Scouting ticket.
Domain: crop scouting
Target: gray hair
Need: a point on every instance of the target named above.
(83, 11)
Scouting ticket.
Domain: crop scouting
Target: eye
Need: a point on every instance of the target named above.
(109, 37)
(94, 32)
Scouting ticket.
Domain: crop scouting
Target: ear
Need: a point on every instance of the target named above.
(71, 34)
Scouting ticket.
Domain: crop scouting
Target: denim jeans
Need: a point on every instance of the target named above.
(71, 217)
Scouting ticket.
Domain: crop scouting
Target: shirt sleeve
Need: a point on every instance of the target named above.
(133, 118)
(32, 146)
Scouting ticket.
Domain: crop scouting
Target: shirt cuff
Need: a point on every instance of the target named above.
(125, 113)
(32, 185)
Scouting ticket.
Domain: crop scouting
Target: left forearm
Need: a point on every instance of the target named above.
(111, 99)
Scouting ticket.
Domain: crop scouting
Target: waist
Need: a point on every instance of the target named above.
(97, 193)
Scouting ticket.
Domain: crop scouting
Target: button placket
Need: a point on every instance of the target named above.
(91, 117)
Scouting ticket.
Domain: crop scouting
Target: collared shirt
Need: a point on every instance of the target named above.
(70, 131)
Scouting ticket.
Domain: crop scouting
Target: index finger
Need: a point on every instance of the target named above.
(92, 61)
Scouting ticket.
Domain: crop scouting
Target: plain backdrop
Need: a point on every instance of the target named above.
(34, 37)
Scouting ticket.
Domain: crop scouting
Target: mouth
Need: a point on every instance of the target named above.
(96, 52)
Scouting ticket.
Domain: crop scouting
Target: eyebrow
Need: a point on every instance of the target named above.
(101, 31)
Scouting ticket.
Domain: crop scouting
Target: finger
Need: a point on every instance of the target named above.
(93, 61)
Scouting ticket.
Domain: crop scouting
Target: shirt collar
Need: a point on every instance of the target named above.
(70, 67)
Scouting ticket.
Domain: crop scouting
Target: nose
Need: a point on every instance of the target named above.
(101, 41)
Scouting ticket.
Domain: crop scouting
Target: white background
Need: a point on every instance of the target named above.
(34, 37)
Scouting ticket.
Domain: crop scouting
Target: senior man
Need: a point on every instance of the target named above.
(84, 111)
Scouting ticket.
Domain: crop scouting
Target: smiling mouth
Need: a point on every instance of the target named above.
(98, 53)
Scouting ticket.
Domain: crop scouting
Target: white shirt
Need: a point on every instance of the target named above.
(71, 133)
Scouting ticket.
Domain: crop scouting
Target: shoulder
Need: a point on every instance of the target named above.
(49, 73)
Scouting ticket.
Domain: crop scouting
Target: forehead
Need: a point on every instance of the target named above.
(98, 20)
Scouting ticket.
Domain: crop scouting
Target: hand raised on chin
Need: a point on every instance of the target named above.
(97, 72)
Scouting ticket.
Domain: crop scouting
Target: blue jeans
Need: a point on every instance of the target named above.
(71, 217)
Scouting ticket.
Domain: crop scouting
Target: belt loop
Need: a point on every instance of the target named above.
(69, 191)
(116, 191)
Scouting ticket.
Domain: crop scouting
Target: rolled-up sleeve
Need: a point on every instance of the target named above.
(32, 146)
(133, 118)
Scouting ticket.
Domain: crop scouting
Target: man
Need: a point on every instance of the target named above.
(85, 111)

^^^^

• _Your instructions_
Using the listing above, pick out each line that contains the word "sleeve", then copy it.

• _Reply_
Target: shirt sleeve
Target: rolled-up sleeve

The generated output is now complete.